→ **WHAT YOU ARE ASKED TO DO**
When you reach the line containing "of the wall-hung" in the entries below, repeat it and each line after it exactly until the entries end.

+++ LISTED RECORDS +++

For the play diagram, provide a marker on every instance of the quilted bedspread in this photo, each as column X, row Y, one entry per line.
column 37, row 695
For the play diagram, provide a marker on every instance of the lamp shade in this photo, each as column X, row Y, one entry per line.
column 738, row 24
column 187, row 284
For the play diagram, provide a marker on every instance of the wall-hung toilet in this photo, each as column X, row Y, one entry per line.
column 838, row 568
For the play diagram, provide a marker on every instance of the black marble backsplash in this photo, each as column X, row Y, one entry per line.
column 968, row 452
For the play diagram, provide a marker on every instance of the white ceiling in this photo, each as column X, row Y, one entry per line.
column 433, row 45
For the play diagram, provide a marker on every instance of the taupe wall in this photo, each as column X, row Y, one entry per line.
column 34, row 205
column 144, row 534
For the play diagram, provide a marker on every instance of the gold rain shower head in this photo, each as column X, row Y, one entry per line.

+++

→ **RESULT OF THIS TASK**
For the play diagram, provide a marker on every instance of the wall-hung toilet in this photo, each as column X, row Y, one entry per line.
column 838, row 568
For the play diagram, provide a marker on every instance of the black marble backsplash in this photo, each as column X, row Y, one entry per line.
column 968, row 452
For the play diagram, provide a marker on every instance of the white ceiling in this photo, each as column X, row Y, one entry per line.
column 433, row 45
For the play diagram, provide a marker on every instance of the taupe wall in this photo, each as column X, row Y, one entry per line.
column 34, row 205
column 144, row 534
For the play diagram, provide a marker on every instance of the gold rain shower head in this photo, each as column X, row Y, one entry per line.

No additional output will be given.